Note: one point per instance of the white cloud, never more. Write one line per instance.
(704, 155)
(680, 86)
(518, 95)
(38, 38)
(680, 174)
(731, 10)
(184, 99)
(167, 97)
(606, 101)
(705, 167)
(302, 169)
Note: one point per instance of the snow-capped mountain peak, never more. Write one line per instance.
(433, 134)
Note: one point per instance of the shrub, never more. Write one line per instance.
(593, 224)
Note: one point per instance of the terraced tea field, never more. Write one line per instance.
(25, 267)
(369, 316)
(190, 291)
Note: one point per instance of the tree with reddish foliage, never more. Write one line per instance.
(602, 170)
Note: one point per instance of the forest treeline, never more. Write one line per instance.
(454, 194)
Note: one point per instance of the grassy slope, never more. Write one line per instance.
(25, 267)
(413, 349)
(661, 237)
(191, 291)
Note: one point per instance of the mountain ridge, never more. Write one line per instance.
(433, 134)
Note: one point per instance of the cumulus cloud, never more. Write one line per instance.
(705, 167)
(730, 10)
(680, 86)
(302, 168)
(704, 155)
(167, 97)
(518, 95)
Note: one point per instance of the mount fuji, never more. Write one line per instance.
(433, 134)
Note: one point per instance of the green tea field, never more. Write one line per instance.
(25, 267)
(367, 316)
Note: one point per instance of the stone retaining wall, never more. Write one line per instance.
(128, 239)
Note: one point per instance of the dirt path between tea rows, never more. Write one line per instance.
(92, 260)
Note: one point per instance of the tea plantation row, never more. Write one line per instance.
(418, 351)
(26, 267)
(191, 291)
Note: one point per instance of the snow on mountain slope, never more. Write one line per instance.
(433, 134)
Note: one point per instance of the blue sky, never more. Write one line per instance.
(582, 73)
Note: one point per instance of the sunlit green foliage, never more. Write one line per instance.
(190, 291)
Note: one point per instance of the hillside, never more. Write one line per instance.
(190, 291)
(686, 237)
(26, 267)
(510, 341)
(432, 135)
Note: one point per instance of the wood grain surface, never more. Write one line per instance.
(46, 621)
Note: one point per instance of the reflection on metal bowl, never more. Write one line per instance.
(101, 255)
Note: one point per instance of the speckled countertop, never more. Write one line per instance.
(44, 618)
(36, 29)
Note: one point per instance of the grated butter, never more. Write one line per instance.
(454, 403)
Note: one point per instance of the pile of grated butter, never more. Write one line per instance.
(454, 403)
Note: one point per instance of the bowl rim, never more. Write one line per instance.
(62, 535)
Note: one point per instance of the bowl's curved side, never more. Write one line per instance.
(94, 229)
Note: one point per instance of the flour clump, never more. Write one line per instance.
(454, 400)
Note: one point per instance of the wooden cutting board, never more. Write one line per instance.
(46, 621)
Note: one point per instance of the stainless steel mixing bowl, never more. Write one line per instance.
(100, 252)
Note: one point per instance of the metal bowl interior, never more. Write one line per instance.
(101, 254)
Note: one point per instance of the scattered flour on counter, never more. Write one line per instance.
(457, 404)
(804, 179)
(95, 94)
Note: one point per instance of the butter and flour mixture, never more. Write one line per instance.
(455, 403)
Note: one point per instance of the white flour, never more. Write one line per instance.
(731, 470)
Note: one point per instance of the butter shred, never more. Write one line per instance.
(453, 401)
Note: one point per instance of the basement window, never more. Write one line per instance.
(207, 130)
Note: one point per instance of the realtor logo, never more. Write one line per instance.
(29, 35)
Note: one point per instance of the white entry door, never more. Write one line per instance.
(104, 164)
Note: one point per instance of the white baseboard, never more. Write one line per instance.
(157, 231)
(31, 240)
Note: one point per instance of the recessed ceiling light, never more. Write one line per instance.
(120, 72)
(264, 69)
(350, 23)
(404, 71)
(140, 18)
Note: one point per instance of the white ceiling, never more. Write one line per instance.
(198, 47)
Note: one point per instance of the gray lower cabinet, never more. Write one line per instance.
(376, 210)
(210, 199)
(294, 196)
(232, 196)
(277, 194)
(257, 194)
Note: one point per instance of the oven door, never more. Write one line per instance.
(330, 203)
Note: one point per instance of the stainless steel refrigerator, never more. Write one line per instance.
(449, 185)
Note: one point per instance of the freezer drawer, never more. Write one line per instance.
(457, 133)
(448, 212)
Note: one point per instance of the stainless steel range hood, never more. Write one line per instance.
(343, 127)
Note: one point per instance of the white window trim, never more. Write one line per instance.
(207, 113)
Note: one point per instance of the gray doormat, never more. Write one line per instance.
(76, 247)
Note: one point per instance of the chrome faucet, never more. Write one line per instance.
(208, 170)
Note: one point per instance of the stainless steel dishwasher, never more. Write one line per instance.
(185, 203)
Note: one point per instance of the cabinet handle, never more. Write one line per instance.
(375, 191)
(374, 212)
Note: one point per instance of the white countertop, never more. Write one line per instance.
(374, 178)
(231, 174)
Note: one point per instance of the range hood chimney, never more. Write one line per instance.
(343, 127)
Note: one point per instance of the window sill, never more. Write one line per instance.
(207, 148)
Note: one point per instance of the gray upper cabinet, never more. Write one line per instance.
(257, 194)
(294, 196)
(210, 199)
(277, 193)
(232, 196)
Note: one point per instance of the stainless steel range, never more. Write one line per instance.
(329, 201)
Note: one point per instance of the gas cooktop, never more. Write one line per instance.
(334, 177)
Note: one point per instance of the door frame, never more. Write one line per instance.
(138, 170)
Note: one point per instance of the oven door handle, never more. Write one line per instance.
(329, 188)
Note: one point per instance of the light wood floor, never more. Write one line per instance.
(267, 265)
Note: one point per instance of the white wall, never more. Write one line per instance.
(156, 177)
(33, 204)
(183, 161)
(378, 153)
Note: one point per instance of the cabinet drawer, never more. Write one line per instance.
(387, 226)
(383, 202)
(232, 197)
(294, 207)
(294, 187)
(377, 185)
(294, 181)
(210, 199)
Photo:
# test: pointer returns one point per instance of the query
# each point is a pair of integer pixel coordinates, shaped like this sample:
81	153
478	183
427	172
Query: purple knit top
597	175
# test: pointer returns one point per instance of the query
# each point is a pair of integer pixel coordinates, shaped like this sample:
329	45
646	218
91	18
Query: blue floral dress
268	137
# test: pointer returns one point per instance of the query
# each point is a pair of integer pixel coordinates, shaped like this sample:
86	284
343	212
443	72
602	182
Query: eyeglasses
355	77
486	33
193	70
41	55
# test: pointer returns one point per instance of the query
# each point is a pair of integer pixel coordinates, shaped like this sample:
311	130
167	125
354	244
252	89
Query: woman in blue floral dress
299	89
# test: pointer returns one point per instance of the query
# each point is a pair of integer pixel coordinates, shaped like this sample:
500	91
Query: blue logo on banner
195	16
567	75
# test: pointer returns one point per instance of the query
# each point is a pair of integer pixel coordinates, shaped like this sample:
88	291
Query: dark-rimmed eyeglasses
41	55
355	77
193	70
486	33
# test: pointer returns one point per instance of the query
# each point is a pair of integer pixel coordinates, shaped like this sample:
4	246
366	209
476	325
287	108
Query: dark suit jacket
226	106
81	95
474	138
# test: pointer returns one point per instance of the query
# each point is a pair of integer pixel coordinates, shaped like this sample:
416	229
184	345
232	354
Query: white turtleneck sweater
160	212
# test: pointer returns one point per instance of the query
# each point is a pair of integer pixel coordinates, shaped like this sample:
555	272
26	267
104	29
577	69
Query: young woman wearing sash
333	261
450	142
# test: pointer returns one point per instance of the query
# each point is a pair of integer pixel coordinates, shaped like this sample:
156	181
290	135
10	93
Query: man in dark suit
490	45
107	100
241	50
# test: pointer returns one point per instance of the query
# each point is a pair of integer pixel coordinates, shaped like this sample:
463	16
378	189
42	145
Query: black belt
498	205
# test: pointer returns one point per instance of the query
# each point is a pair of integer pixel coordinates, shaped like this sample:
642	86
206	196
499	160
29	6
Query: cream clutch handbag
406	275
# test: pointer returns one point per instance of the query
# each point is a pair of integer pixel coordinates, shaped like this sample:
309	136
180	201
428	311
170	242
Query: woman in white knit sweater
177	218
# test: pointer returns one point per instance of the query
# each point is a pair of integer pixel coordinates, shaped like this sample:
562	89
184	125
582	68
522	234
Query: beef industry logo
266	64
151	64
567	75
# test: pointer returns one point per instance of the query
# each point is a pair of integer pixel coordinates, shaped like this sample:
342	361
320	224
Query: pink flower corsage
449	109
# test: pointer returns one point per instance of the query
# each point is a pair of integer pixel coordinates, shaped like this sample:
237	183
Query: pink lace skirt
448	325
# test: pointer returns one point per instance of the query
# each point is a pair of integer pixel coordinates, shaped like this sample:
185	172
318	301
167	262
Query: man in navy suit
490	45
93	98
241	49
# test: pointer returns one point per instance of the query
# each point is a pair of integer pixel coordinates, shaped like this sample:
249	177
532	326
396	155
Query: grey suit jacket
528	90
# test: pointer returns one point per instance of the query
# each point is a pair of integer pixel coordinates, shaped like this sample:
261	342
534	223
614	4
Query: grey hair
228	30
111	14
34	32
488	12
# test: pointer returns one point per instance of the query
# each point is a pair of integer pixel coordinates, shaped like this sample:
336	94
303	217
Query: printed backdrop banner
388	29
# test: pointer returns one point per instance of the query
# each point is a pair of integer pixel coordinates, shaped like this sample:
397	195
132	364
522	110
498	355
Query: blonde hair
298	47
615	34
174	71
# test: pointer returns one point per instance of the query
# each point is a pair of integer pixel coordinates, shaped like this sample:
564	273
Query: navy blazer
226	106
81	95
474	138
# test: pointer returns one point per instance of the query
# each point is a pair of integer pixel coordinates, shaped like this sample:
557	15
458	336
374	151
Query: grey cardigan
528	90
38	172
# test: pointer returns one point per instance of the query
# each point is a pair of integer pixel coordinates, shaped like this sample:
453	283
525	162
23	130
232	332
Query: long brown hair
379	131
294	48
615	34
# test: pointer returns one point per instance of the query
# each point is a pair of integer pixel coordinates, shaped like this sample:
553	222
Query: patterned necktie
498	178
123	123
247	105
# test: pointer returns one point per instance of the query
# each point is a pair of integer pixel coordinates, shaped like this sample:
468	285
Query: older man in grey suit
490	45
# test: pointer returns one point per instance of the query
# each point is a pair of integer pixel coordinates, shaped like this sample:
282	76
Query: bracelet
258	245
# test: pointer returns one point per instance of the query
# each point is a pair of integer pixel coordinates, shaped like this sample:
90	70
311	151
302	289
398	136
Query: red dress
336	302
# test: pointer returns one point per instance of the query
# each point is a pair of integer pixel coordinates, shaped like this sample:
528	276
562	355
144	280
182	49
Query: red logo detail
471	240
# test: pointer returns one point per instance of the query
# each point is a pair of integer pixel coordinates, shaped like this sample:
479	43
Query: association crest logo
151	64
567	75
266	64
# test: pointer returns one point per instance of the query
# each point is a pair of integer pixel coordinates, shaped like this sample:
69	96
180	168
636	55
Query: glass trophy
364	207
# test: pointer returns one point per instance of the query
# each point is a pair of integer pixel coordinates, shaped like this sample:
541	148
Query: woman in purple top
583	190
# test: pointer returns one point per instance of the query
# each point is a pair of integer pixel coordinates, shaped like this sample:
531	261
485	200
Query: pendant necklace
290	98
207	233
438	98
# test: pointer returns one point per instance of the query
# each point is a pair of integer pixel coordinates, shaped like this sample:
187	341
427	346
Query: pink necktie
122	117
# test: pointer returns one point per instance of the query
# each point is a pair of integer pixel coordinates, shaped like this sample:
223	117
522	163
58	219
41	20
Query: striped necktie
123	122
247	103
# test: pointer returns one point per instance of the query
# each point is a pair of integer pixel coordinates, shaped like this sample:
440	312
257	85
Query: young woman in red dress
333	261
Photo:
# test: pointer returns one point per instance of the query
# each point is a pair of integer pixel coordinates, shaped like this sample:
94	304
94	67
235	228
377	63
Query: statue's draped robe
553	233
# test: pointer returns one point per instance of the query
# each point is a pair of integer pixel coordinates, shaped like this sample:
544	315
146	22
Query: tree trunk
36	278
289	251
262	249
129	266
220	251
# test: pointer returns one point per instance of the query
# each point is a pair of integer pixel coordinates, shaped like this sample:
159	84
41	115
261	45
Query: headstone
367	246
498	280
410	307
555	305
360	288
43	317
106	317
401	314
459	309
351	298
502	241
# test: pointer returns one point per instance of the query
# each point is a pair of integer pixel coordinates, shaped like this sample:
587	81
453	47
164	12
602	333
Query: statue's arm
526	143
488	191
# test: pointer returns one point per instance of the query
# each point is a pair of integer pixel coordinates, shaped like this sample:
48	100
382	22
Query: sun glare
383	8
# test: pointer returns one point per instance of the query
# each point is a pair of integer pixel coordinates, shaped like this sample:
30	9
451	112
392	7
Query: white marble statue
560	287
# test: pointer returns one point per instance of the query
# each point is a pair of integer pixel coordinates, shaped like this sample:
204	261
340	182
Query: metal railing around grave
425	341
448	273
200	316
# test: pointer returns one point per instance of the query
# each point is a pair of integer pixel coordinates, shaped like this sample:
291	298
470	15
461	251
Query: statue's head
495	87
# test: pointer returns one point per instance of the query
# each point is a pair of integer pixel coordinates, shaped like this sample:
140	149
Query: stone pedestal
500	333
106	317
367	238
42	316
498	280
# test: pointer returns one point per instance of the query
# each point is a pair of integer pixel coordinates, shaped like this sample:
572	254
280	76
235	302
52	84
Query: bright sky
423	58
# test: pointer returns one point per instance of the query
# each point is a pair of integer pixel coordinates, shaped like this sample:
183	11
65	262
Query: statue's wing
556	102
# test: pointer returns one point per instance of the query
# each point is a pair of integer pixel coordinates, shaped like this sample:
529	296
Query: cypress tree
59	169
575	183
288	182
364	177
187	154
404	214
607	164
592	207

EXERCISE OBJECTIVE:
Could you set down exactly the lines above, from the one containing "Query: white marble statue" through the last, including both and nothing else?

EXERCISE ANSWER:
Query: white marble statue
560	287
# test: pointer returns one point per instance of the query
# each point is a pair of integer pixel coordinates, shaped like this sample:
204	261
340	182
Query: metal railing around grave
425	341
448	273
200	316
# test: pointer returns one point per instance of the query
# each point is a pair of integer pixel coordinates, shaped like this sample:
291	298
470	15
461	251
Query: statue's head
495	87
# test: pointer returns one point per instance of the query
# each point is a pair of integer pixel coordinates, shaped like this sample:
140	149
Query: stone pedestal
500	333
106	317
367	238
42	316
498	280
# test: pointer returns one point per instance of the query
# each point is a pair of integer pixel coordinates, shaped like this sample:
572	254
280	76
235	302
52	84
Query: bright sky
423	58
# test: pointer returns one point per instance of the query
# each point is a pair of integer pixel coordinates, shaped like this sample:
183	11
65	262
Query: statue's wing
556	102
# test: pointer returns one point per instance of the query
# each point is a pair of integer pixel coordinates, shaped like this sample:
529	296
Query: cypress tree
59	169
575	183
288	182
364	177
187	154
404	214
607	164
592	207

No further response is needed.